● **Work request**
Write out the entries exactly, pictures excluded.

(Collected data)
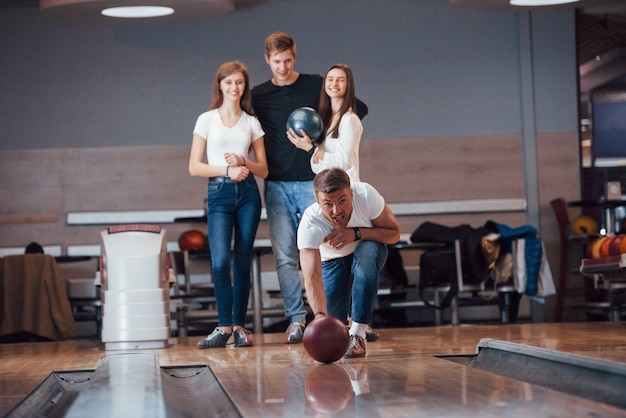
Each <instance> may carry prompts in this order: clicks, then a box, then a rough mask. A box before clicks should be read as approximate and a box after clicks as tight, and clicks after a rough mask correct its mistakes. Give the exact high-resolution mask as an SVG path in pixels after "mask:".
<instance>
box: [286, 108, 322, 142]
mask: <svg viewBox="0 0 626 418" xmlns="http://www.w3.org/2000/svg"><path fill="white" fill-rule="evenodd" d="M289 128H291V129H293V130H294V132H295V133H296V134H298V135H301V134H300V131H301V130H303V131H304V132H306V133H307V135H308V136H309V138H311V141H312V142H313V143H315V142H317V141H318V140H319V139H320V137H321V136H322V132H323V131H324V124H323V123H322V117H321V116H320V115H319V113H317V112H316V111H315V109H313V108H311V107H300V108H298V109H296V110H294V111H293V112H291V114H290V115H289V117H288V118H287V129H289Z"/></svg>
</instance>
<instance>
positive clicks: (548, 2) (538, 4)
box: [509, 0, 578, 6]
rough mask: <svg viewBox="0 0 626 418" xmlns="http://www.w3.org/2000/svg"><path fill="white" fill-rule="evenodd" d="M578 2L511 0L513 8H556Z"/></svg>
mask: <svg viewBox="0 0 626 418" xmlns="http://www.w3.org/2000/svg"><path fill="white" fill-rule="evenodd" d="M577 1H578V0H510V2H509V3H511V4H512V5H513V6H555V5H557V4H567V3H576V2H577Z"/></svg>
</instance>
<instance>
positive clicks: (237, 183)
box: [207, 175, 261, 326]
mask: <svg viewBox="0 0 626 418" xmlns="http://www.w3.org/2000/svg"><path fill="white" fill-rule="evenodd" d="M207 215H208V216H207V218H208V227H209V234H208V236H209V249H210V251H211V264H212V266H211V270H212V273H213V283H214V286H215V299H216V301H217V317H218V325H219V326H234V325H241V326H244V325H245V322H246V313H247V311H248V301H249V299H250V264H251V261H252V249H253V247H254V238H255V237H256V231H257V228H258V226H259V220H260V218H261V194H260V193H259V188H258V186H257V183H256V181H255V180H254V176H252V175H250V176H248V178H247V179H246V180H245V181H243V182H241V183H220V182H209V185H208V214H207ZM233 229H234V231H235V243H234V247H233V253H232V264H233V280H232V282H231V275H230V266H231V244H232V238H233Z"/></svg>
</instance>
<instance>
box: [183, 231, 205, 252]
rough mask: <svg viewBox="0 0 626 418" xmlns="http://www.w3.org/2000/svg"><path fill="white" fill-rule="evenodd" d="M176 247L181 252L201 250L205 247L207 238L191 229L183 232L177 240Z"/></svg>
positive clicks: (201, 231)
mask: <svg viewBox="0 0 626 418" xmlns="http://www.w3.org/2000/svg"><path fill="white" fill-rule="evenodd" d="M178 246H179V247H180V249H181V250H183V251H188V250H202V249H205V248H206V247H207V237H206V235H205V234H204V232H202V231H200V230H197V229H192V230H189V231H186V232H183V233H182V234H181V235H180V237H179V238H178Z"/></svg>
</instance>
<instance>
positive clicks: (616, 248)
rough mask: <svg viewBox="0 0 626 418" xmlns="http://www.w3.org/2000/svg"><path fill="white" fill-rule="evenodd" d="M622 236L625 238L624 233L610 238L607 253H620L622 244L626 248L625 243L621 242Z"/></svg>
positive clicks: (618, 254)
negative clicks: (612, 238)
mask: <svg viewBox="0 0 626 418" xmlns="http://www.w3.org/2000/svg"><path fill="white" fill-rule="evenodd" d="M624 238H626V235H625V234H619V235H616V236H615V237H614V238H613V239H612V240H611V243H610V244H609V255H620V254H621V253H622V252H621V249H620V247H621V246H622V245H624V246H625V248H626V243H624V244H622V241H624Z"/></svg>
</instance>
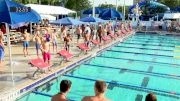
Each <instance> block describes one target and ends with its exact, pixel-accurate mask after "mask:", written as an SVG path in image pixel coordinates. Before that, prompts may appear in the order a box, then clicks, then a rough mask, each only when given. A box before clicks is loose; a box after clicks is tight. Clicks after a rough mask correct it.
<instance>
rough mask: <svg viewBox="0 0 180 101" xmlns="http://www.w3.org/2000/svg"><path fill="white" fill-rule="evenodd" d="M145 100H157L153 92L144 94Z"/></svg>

● **Response**
Each <instance> may carry prompts in this order: clicks, then a box, then a rough mask. A box before clicks should be read as approximate and a box after clicks as tight, and clicks after a rough mask correct its mistakes. Give the exact high-resolution mask as an SVG path in pixels after "mask:".
<instance>
box: [286, 108, 322, 142]
mask: <svg viewBox="0 0 626 418" xmlns="http://www.w3.org/2000/svg"><path fill="white" fill-rule="evenodd" d="M289 128H291V129H293V130H294V132H295V133H296V134H298V135H301V134H300V131H301V130H303V131H304V132H306V133H307V135H308V136H309V138H311V141H312V142H313V143H315V142H317V141H318V140H319V139H320V137H321V136H322V132H323V131H324V124H323V123H322V117H321V116H320V115H319V113H317V112H316V111H315V109H313V108H311V107H300V108H298V109H296V110H294V111H293V112H291V114H290V115H289V117H288V118H287V129H289Z"/></svg>
</instance>
<instance>
positive clicks: (548, 2) (538, 4)
box: [509, 0, 578, 6]
rough mask: <svg viewBox="0 0 626 418" xmlns="http://www.w3.org/2000/svg"><path fill="white" fill-rule="evenodd" d="M578 2L511 0L513 8H556Z"/></svg>
mask: <svg viewBox="0 0 626 418" xmlns="http://www.w3.org/2000/svg"><path fill="white" fill-rule="evenodd" d="M577 1H578V0H510V2H509V3H511V4H512V5H513V6H555V5H557V4H567V3H576V2H577Z"/></svg>
</instance>
<instance>
positive clicks: (237, 183)
box: [207, 175, 261, 326]
mask: <svg viewBox="0 0 626 418" xmlns="http://www.w3.org/2000/svg"><path fill="white" fill-rule="evenodd" d="M207 215H208V216H207V218H208V227H209V234H208V236H209V249H210V251H211V264H212V266H211V270H212V273H213V283H214V286H215V299H216V301H217V317H218V325H219V326H234V325H241V326H244V325H245V322H246V313H247V311H248V301H249V299H250V264H251V261H252V249H253V247H254V238H255V237H256V231H257V228H258V226H259V220H260V218H261V194H260V193H259V188H258V186H257V183H256V181H255V180H254V176H252V175H250V176H248V178H247V179H246V180H245V181H243V182H241V183H220V182H209V185H208V214H207ZM233 229H234V231H235V243H234V247H233V253H232V264H233V280H232V282H231V275H230V266H231V244H232V238H233Z"/></svg>
</instance>
<instance>
box: [183, 231, 205, 252]
rough mask: <svg viewBox="0 0 626 418" xmlns="http://www.w3.org/2000/svg"><path fill="white" fill-rule="evenodd" d="M176 247L181 252L201 250L205 247L207 238L191 229L183 232L177 240Z"/></svg>
positive clicks: (201, 231)
mask: <svg viewBox="0 0 626 418" xmlns="http://www.w3.org/2000/svg"><path fill="white" fill-rule="evenodd" d="M178 246H179V247H180V249H181V250H183V251H188V250H202V249H205V248H206V247H207V237H206V235H205V234H204V232H202V231H200V230H197V229H192V230H189V231H186V232H183V233H182V234H181V235H180V237H179V238H178Z"/></svg>
</instance>
<instance>
positive clicks: (616, 248)
rough mask: <svg viewBox="0 0 626 418" xmlns="http://www.w3.org/2000/svg"><path fill="white" fill-rule="evenodd" d="M622 236L625 238L624 233L610 238L607 253H620L622 244L626 248L625 243L621 242Z"/></svg>
positive clicks: (618, 254)
negative clicks: (612, 238)
mask: <svg viewBox="0 0 626 418" xmlns="http://www.w3.org/2000/svg"><path fill="white" fill-rule="evenodd" d="M624 238H626V235H625V234H619V235H616V236H615V237H614V238H613V239H612V240H611V243H610V244H609V255H620V254H621V253H622V252H621V249H620V247H621V246H622V245H624V246H625V248H626V243H624V244H622V241H624Z"/></svg>
</instance>
Each <instance> block describes one target and ends with its exact, pixel-accurate mask after "mask:", written as an SVG path in image pixel coordinates. Before that, prompts may appear in the order a box, then clicks, then a rough mask, each only when given. A box before clicks is loose; a box after clicks is tight. Clicks after a rough mask correct it.
<instance>
rough mask: <svg viewBox="0 0 180 101" xmlns="http://www.w3.org/2000/svg"><path fill="white" fill-rule="evenodd" d="M145 100H157L153 92L144 94Z"/></svg>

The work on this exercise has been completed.